BEGIN

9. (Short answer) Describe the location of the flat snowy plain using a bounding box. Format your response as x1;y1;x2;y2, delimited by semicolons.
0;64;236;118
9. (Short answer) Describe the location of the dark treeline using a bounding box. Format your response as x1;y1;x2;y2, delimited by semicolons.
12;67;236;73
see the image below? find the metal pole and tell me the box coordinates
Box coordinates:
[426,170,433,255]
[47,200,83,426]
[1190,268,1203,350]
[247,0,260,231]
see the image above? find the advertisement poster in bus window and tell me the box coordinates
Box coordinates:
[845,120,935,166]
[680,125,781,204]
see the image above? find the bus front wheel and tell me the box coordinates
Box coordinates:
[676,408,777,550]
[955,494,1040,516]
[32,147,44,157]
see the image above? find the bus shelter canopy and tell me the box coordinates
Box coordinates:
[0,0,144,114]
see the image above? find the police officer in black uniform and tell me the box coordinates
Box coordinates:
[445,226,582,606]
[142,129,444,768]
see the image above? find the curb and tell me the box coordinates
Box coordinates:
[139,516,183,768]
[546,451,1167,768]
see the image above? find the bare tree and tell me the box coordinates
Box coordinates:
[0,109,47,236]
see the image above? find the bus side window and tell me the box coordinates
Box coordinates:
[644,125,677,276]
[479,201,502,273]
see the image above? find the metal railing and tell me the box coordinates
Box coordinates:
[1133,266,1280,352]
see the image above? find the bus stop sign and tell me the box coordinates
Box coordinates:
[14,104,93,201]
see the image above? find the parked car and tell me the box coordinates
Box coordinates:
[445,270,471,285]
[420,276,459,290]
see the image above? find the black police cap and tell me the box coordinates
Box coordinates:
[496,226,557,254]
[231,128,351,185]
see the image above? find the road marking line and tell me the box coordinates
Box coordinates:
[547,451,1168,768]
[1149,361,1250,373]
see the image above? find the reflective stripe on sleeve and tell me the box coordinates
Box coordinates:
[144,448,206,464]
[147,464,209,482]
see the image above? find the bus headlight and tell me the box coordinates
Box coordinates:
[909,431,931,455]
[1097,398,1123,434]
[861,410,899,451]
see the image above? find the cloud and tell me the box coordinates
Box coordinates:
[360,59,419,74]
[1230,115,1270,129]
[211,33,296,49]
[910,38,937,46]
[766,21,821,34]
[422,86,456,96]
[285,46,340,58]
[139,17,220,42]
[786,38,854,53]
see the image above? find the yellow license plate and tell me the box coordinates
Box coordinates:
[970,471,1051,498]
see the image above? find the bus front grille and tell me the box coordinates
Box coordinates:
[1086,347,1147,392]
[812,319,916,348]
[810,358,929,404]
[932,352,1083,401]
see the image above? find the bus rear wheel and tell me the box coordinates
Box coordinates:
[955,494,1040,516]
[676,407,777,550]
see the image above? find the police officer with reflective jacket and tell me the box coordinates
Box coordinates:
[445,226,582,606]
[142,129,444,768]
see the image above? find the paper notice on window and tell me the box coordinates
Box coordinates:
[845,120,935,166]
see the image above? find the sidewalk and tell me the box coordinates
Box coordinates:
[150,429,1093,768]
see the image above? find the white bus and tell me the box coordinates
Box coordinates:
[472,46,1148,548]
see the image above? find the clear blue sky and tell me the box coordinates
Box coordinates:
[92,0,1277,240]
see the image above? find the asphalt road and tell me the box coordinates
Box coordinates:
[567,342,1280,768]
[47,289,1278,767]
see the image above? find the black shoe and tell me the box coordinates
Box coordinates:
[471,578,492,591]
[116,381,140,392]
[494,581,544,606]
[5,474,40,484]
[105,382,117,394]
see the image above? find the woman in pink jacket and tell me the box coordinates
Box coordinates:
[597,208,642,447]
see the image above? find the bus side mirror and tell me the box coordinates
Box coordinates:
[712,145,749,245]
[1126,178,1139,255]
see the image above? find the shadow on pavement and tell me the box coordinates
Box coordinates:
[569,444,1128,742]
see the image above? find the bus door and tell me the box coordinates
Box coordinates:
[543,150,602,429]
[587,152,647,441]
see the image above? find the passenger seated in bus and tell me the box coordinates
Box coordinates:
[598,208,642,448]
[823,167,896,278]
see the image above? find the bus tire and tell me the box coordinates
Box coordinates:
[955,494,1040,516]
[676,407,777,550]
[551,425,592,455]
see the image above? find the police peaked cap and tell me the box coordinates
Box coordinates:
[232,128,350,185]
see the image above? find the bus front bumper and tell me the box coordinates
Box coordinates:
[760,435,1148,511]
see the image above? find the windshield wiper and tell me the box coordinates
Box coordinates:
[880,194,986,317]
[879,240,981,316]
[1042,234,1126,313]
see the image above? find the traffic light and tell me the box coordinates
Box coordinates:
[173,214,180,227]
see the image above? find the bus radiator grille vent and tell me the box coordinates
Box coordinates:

END

### WHAT IS BEING ASKED
Could you write out all of the data again, exactly as given?

### RESPONSE TO THE EXERCISE
9. (Short answer) Describe the location of the flat snowy plain using a bounding box. Format your response as x1;y1;x2;y2, delimited by semicolons.
0;64;236;118
9. (Short answer) Describe the location of the dark treeline using a bounding box. Format your response as x1;y1;x2;y2, delimited by semicolons.
12;67;236;73
see the image below? find the metal pole and tell me the box coordinates
Box coordinates:
[426,170,433,255]
[47,200,83,426]
[1190,268,1203,350]
[247,0,260,231]
see the image above? find the advertisement poster in bus window and tell me the box coordinates
Box coordinates:
[845,120,935,166]
[680,125,781,204]
see the image above? find the bus front wheel and tell me the box coordinates
Box coordinates:
[676,408,777,550]
[955,494,1040,516]
[32,147,44,157]
see the image above? find the bus shelter canopy and tell me the box coordinates
Box coordinates:
[0,0,144,114]
see the image above? find the police officer in black uniform and tell me the box coordinates
Box coordinates:
[445,226,582,606]
[142,129,444,768]
see the image above? find the curb and tell me the box coordinates
Box coordinates:
[139,516,183,768]
[546,451,1167,768]
see the image above? find the bare tree and tell me the box coordinates
Box coordinates:
[0,109,47,236]
see the image above? find the bus side window and tell me the box coordinates
Box coordinates:
[644,125,677,276]
[479,201,502,273]
see the image above? find the metal railing and tell me the box coordinates
Box coordinates:
[1133,266,1280,352]
see the image above? find the bus stop sign and tell me the box coordinates
Box coordinates:
[14,104,93,201]
see the image above? find the parked car and tell me the box coordinates
Box coordinates:
[445,270,471,285]
[420,276,459,290]
see the image above? find the black police cap and tell me the box coordinates
Box coordinates:
[496,226,557,254]
[231,128,351,185]
see the image above? find the road marking line and tell me the box coordinates
Box coordinates:
[547,451,1168,768]
[1149,361,1250,373]
see the image above? find the reflective stripe on sleeve and tell me the box coordinates
Box coordinates:
[144,448,206,464]
[147,464,209,482]
see the image above? find the bus headlight and tell me the box coordinates
Box coordinates:
[909,431,931,455]
[1097,398,1123,434]
[861,410,899,451]
see the image above? find the cloud and tell me the box coordinates
Box coordinates:
[360,59,419,74]
[1230,115,1270,129]
[211,33,296,49]
[910,38,937,46]
[766,21,821,34]
[422,86,456,96]
[285,46,340,58]
[139,17,220,42]
[786,38,854,53]
see the image above? find the yellow license plate and tell me the box coordinates
Box coordinates:
[970,471,1051,498]
see the image above? find the bus front grille and tell me the box coordinates
Box coordinates:
[1086,347,1147,392]
[812,319,916,348]
[810,358,929,404]
[932,352,1083,401]
see the image above? find the bus rear wheel and tell me the box coordinates
Box coordinates:
[955,494,1040,516]
[676,407,777,550]
see the image above? find the police officer with reflective jacket and tell me the box coordinates
Box coordinates:
[445,226,582,606]
[142,129,444,768]
see the image above? find the paper notice on window and tell me the box coordinates
Box coordinates:
[845,120,935,166]
see the image above? find the sidewalk and tell me the box coordinates
Box coordinates:
[150,429,1093,768]
see the image above? find the white bus and tell me the box coordinates
Box coordinates:
[472,46,1148,548]
see the image above? find the clear blue sky and tell me the box coordinates
Box coordinates:
[92,0,1277,240]
see the image above? find the asphalt road and tell me the box coordinates
Box coordinates:
[567,342,1280,768]
[47,289,1278,767]
see the image above? find the black shoe and tell me the box coordinates
Box coordinates:
[471,578,492,591]
[116,381,140,392]
[494,581,544,606]
[5,474,40,484]
[105,382,117,394]
see the image above? find the woman in pink jacket and tell me the box coordinates
Box coordinates:
[597,208,642,447]
see the image above? find the bus side mirror and tell me the box coordinates
Box coordinates:
[712,145,749,245]
[1126,178,1139,255]
see the image above? find the shadow on pavement and tell me the box coordinates
Box coordinates:
[569,444,1128,742]
see the image above? find the bus door and tell me the box coordinates
Box coordinates:
[543,150,602,429]
[587,152,647,441]
see the image above? find the passenger seated in bus and tell me the box coordinates
Box coordinates:
[598,208,642,448]
[823,167,896,278]
see the image above? find the bus tire and tell me the box coordinates
Box coordinates:
[955,494,1040,516]
[676,407,777,550]
[551,425,592,455]
see the image above? find the police peaked cap and tell me the box coordinates
Box coordinates:
[232,128,350,185]
see the image above? find the bus front bumper and tell me the box coordinates
Box coordinates:
[760,435,1148,511]
see the image above? find the windshield wiper and tell me the box coordinates
Box coordinates:
[880,194,986,317]
[879,240,981,316]
[1042,234,1126,313]
see the image above? find the traffic light and tell me the box coordinates
Box coordinates:
[173,214,180,227]
see the image above? find the bus radiator grille vent and tell me the box coordinates
Box coordinates:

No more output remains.